Comparing link functions for a given cut-off

In this last exercise, you will fit a model using each of the three link functions (logit, probit and cloglog), make predictions for the test set, classify the predictions in the appropriate group (default versus non-default) for a given cut-off, make a confusion matrix and compute the accuracy and sensitivity for each of the models given the cut-off value! Wow, you've learned a lot so far. And finally, you will try to identify the model that performs best in terms of accuracy given the cut-off value!

It is important to know that the differences between the models will generally be very small, and again, the results will depend on the chosen cut-off value. The observed outcome (default versus non-default) is stored in true_val in the console.

This exercise is part of the course

Credit Risk Modeling in R

View Course

Exercise instructions

  • Fit three logistic regression models using links logit, probit and cloglog respectively. Part of the code is given. Use age, emp_cat, ir_cat and loan_amnt as predictors.
  • Make predictions for all models using the test_set.
  • Use a cut-off value of 14% to make predictions for each of the models, such that their performance can be evaluated.
  • Make a confusion matrix for the three models.
  • Lastly, compute the classification accuracy for all three models.

Hands-on interactive exercise

Have a go at this exercise by completing this sample code.

------------------------------------

• WHAT THE EXERCISE ASKS:
Continue the link-function exercise from its final line, "Have a go at this exercise by completing this sample code."

• ROWS:
------------------------------------

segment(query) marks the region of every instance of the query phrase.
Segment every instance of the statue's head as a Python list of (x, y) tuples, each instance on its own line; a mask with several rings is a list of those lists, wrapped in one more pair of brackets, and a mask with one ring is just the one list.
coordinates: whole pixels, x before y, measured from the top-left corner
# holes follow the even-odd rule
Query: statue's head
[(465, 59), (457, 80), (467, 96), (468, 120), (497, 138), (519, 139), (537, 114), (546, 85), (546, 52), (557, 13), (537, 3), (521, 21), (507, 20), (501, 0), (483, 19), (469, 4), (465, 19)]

------------------------------------

• RESULT OF THIS TASK:
# Fit the logit, probit and cloglog-link logistic regression models
log_model_logit <- glm(loan_status ~ age + emp_cat + ir_cat + loan_amnt,
                       family = binomial(link = logit), data = training_set)
log_model_probit <- 

log_model_cloglog <-  
  
# Make predictions for all models using the test set
predictions_logit <- predict(log_model_logit, newdata = test_set, type = "response")
predictions_probit <- 
predictions_cloglog <- 
  
# Use a cut-off of 14% to make binary predictions-vectors
cutoff <- 0.14
class_pred_logit <- ifelse(predictions_logit > cutoff, 1, 0)
class_pred_probit <- 
class_pred_cloglog <- 
  
# Make a confusion matrix for the three models
tab_class_logit <- table(true_val,class_pred_logit)
tab_class_probit <- 
tab_class_cloglog <- 
  
# Compute the classification accuracy for all three models
acc_logit <- sum(diag(tab_class_logit)) / nrow(test_set)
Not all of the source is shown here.